Entries from a pointing dataset:
········
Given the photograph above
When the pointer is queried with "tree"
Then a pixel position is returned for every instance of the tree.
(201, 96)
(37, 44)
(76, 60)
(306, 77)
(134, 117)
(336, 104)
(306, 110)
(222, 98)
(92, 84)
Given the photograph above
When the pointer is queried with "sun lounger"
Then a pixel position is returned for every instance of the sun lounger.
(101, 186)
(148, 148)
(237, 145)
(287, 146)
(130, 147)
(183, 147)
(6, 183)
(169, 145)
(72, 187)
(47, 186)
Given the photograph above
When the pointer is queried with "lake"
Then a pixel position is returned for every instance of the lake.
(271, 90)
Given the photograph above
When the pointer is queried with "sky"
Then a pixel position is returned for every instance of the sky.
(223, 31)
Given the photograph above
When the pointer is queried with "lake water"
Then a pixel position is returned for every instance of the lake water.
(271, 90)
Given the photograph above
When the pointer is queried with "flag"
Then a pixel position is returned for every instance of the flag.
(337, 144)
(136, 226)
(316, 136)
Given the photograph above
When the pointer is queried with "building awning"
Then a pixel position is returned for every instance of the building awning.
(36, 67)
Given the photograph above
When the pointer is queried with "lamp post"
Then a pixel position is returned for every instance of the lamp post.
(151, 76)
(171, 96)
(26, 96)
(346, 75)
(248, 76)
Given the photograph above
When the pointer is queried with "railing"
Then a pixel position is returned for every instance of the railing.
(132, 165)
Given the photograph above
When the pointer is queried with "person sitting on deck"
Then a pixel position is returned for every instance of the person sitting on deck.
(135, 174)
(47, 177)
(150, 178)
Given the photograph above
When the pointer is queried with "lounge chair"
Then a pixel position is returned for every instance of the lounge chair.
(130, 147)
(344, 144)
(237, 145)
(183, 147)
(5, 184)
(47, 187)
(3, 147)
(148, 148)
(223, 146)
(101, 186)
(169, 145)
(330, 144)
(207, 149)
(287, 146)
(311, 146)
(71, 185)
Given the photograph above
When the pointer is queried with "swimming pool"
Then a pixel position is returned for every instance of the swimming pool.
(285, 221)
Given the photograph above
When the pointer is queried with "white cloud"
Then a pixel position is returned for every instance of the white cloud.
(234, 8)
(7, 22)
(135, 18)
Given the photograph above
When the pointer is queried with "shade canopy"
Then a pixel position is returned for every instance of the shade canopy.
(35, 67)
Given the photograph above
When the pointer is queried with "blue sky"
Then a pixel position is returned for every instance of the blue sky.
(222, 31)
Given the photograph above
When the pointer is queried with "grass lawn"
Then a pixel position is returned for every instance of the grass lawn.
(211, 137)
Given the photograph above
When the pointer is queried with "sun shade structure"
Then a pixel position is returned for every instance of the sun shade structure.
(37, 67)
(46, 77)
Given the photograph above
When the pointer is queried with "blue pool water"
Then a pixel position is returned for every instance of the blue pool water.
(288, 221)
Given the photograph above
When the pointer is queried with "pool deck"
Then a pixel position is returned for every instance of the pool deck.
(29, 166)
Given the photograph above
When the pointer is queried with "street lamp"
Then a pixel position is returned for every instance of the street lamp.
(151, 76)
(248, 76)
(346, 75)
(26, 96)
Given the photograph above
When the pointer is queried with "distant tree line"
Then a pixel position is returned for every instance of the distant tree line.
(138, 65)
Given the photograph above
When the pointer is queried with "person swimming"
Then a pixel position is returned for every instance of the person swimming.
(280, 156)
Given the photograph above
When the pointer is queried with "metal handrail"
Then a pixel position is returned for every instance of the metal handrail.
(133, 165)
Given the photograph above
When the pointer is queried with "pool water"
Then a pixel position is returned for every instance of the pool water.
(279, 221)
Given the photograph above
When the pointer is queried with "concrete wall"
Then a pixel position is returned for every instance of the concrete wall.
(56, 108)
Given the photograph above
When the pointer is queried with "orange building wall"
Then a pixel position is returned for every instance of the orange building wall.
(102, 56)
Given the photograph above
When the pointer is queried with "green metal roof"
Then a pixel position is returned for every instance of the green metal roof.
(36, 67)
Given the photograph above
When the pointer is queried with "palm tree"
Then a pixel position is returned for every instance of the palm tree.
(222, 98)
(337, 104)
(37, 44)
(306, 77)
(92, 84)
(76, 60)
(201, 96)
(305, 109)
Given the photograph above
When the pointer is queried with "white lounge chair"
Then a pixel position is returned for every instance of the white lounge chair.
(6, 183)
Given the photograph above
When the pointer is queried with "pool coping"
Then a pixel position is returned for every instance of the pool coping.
········
Return each line of the rows above that contains the string "pool", copied in full.

Answer to the problem:
When the pointer is queried with "swimming pool"
Then a pixel position is returned for every instance of the swimming pool.
When the pointer is queried with "blue pool water"
Then a pixel position is returned for every instance of the blue pool water.
When the pointer is queried with "pool deck"
Then a pixel position is returned for every instance of the pool deck.
When the pointer is queried with "pool water"
Then a pixel position is returned for every instance of the pool water.
When the pointer is queried with "pool coping"
Then a pixel position is returned for every instance of the pool coping.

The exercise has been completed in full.